Count, in the data that follows, every line with the string "taillight", and give that count as the whole reply.

[Data excerpts — start]

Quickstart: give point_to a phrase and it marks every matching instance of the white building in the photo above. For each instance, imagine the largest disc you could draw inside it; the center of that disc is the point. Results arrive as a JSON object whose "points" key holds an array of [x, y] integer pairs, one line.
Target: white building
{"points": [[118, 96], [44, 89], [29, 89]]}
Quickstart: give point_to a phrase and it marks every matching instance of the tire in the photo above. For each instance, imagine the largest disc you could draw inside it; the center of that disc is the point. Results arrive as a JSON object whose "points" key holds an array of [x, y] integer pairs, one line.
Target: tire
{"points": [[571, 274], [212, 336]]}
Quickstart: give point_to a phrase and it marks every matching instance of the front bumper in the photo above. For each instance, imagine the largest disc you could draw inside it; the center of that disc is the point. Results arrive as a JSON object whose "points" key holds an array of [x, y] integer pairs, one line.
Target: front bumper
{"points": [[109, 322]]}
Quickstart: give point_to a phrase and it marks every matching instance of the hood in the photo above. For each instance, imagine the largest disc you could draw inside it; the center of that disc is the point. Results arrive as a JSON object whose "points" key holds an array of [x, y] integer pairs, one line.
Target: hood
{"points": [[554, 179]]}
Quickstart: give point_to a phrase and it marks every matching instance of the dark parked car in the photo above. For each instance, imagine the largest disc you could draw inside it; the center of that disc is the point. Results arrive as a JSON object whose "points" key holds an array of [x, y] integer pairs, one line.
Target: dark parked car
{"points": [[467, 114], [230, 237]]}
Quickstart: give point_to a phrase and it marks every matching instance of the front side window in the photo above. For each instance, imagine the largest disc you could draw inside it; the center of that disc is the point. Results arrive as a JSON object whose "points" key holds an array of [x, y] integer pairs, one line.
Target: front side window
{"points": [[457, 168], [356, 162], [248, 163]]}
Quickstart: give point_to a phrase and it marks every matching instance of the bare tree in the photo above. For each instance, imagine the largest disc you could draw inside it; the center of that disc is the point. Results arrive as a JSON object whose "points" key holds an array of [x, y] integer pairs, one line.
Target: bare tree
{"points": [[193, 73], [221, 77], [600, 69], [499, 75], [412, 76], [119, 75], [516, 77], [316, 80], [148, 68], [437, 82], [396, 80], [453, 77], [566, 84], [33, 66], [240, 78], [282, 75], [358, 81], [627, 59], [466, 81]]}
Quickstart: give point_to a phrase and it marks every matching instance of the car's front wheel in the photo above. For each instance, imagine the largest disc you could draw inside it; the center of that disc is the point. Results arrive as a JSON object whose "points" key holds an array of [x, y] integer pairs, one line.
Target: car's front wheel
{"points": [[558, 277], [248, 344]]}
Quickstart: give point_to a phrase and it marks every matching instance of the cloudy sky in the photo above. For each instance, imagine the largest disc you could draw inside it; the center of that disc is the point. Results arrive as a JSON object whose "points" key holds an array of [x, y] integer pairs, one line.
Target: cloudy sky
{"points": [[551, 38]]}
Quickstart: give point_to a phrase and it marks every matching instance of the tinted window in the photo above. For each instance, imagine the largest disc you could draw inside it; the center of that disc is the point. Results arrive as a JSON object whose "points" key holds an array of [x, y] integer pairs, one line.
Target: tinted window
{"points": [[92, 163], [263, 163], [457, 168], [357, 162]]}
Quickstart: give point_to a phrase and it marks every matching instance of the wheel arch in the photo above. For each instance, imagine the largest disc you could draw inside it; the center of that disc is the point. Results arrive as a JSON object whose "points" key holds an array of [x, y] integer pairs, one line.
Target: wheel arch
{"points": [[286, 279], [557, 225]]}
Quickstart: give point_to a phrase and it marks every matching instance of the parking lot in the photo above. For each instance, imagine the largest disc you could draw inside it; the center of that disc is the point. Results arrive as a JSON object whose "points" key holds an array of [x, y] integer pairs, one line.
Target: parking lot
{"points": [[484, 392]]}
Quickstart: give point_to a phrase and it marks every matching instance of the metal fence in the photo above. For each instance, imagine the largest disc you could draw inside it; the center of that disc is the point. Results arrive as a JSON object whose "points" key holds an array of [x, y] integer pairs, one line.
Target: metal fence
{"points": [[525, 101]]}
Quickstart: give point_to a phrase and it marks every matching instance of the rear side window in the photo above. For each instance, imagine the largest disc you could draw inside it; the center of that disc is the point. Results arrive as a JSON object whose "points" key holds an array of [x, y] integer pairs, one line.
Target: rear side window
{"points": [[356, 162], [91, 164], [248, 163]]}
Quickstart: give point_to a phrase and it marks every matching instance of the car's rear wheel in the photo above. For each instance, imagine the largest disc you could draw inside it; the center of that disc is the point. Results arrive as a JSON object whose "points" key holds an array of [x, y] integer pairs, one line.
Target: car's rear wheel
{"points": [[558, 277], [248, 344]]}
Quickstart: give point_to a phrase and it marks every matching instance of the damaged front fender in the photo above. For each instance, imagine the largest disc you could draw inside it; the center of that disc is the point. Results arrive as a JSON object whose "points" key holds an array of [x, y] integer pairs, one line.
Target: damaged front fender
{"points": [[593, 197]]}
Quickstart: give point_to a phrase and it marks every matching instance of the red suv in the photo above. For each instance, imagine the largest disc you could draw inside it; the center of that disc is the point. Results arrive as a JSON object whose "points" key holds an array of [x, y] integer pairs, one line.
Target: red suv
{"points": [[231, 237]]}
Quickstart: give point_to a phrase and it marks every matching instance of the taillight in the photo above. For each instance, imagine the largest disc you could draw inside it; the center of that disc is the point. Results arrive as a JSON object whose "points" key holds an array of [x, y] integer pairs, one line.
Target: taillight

[Data excerpts — finish]

▶ **Exercise response**:
2